Kamis, 09 Mei 2019

Mencari Keberkahan Waktu

Waktu itu Abidah izin nelpon, dia bilang hanya 10 menit, rupanya jadi sekitaran 30 menit.
Maret, sebelum ke Klaten. Saat banyak deadline mampir dan menghampiri. Saat rasa-rasanya ragu, apakah bisa semua konten selesai sebelum April, lalu cetak dummy dsb. Apakah kalau ikut ke Klaten (tadinya aku pikir aku nggak ikut), aku tetap bisa submit naskah buat seleksi pelatihan, tetap bisa handle kepanitiaan acara. Dan apakah bisa semua berjalan sesuai timeline. Termasuk targetan testing dan development yang belum usai.

Lalu aku bilang soal mencari keberkahan waktu, yang kala itu pernah jadi status whatsappku. sekaligus reminder buat diri sendiri. "Bid," kubilang, "Di kayak gini aku cuma bisa berharap sama keberkahan waktu."

**Data yang Diberikan**

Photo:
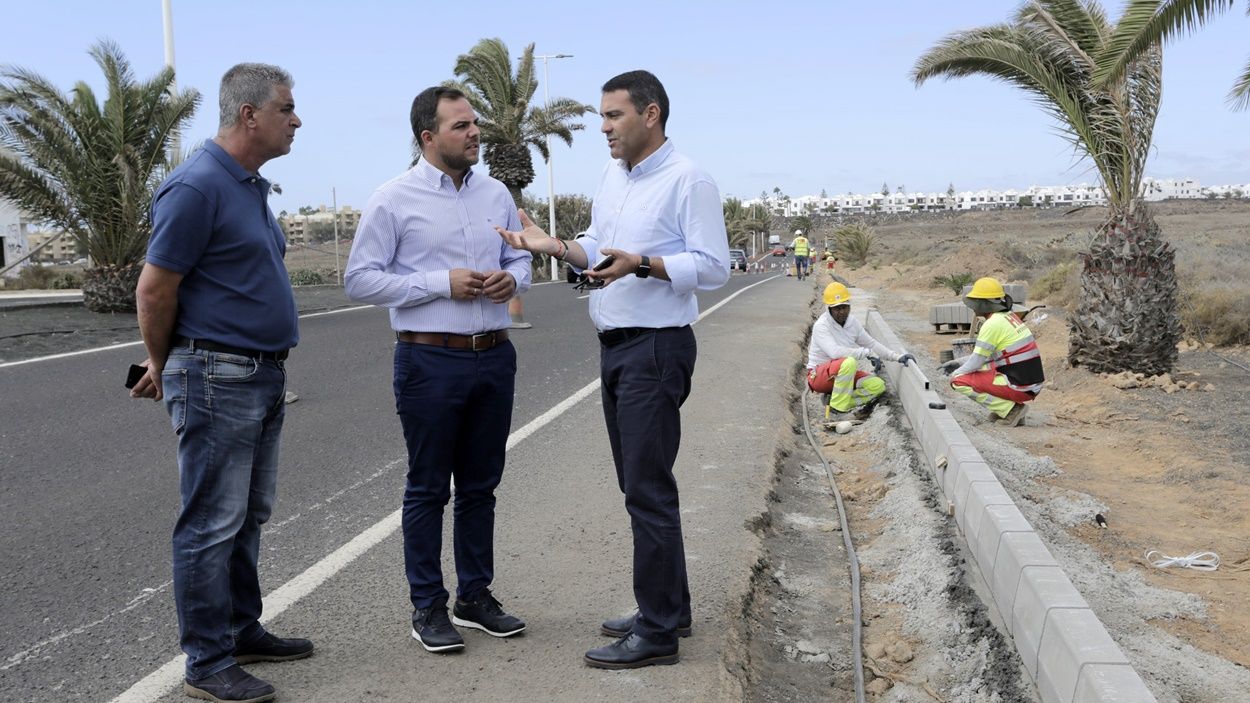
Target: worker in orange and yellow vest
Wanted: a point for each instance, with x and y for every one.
(801, 254)
(1004, 370)
(839, 349)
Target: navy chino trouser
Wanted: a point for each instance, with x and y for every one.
(645, 379)
(456, 410)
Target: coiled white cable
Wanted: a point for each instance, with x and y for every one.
(1196, 561)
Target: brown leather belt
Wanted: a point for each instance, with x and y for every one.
(473, 342)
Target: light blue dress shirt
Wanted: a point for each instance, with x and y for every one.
(414, 230)
(665, 207)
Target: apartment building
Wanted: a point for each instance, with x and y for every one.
(60, 250)
(1034, 197)
(301, 229)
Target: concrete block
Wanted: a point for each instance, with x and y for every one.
(971, 510)
(958, 457)
(999, 520)
(1041, 589)
(1016, 552)
(1073, 638)
(1111, 683)
(969, 473)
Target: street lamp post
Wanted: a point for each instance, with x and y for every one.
(546, 104)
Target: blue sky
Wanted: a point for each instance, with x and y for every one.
(803, 95)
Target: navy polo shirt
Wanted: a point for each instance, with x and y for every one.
(211, 223)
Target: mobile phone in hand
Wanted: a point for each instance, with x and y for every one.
(135, 374)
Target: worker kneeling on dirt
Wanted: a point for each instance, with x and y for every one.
(1004, 369)
(839, 348)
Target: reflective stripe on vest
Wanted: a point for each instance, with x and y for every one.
(1014, 353)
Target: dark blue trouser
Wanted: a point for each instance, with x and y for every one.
(645, 380)
(456, 409)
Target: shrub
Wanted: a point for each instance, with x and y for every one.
(954, 282)
(306, 277)
(854, 242)
(1060, 285)
(1220, 315)
(66, 282)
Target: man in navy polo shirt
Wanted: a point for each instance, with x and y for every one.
(218, 318)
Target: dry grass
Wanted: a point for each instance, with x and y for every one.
(1040, 248)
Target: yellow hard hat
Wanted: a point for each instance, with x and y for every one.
(836, 294)
(986, 289)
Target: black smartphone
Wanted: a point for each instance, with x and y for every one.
(135, 374)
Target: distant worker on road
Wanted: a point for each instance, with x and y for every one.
(1004, 370)
(839, 345)
(801, 254)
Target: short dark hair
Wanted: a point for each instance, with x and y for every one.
(425, 110)
(644, 89)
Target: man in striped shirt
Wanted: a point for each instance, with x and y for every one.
(426, 250)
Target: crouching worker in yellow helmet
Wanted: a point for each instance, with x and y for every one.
(1004, 370)
(840, 355)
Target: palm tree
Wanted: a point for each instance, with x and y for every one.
(1126, 315)
(509, 124)
(91, 169)
(1148, 23)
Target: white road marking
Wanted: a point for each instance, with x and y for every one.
(160, 682)
(51, 357)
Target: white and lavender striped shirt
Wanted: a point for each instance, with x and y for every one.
(414, 230)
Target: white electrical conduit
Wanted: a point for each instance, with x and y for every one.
(1196, 561)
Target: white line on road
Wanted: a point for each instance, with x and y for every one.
(160, 682)
(49, 358)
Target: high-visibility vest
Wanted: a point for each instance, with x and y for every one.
(1011, 350)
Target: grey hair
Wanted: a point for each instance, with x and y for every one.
(249, 84)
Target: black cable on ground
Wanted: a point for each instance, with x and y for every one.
(856, 607)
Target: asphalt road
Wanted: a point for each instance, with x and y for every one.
(89, 485)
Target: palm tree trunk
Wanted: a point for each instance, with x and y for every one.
(110, 289)
(1126, 315)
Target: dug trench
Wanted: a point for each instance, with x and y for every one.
(926, 634)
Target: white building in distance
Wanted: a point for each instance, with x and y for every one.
(1034, 197)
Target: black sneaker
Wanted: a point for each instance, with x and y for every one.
(271, 648)
(434, 631)
(483, 612)
(230, 684)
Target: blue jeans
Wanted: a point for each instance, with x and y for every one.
(456, 408)
(228, 414)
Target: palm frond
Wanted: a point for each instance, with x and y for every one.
(1240, 94)
(1145, 24)
(503, 100)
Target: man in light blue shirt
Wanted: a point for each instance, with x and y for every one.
(425, 249)
(658, 230)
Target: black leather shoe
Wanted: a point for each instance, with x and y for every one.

**Petunjuk Tugas**
- 1) Terjemahkan ke dalam bahasa Inggris kalimat berikut dari bacaan tentang keberkahan waktu: "Waktu itu Abidah izin nelpon, dia bilang hanya 10 menit, rupanya jadi sekitaran 30 menit."
- 2) Salinlah setiap baris entri yang mengandung kata "leather", dengan memperhatikan perbedaan huruf besar dan huruf kecil.

**Jawaban Akhir**
- 1) At that time Abidah asked to call, saying it would take only 10 minutes, but it turned out to last about 30 minutes.

- 2)
Target: brown leather belt
Target: black leather shoe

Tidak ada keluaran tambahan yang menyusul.